TASK PROMPT: Give again, word for word, each line below starting at the one that contains "pixel 1068 159" and ending at the one that contains "pixel 803 333".

Stored items:
=== Section Start ===
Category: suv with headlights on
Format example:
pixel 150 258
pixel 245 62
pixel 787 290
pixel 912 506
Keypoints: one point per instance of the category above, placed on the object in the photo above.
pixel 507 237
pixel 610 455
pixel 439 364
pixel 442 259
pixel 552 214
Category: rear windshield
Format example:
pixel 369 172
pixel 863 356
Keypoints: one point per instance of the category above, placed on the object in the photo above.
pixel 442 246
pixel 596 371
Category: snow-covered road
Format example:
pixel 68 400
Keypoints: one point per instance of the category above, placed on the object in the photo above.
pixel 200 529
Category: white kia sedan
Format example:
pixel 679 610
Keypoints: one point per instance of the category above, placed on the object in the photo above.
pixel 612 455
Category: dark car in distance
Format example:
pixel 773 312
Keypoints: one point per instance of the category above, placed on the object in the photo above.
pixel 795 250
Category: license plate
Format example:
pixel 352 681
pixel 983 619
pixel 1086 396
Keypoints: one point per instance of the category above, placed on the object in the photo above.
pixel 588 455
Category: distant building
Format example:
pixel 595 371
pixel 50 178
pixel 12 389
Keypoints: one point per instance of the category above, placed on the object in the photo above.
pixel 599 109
=== Section End ===
=== Section Start ===
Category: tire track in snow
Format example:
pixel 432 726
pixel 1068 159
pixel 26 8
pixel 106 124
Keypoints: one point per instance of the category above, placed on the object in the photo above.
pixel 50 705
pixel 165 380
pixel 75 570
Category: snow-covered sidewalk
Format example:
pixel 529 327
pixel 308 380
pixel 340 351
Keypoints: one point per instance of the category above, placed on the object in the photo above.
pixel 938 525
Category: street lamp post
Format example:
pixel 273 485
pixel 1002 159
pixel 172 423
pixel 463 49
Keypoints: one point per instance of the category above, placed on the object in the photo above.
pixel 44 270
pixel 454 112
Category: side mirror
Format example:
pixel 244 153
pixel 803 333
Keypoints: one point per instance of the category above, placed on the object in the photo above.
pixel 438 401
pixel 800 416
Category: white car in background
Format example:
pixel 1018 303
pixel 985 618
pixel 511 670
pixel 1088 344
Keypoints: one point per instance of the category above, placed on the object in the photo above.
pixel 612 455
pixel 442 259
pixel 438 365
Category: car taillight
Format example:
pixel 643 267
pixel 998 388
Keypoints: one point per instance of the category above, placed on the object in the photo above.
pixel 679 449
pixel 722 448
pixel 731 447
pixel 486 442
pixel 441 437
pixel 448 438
=== Section End ===
=== Section Start ===
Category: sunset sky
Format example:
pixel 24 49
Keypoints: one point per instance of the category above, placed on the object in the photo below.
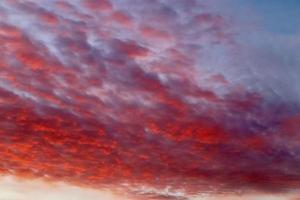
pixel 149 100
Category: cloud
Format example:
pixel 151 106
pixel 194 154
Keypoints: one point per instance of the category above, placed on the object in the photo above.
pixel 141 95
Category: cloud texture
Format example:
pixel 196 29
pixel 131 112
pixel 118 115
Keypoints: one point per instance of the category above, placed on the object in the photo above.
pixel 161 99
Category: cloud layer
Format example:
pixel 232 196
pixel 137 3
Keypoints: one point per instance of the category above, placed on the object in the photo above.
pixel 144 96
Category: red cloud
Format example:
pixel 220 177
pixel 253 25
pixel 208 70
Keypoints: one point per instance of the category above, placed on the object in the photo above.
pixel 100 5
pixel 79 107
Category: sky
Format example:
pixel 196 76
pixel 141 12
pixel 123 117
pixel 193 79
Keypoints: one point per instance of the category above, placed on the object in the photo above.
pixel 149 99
=== Section End ===
EXERCISE OUTPUT:
pixel 1068 159
pixel 26 8
pixel 106 124
Keypoints: one point per instance of the category above, placed on the object in the photo above.
pixel 50 705
pixel 165 380
pixel 75 570
Category: snow-covered sidewalk
Format example:
pixel 529 327
pixel 308 380
pixel 340 351
Keypoints: one point per instance of the category above, placed on the object in the photo above.
pixel 938 525
Category: street lamp post
Format example:
pixel 273 485
pixel 1002 159
pixel 172 423
pixel 463 49
Keypoints: one point per instance of the category above, placed on the object in the photo above.
pixel 44 270
pixel 454 112
Category: side mirror
Format example:
pixel 244 153
pixel 803 333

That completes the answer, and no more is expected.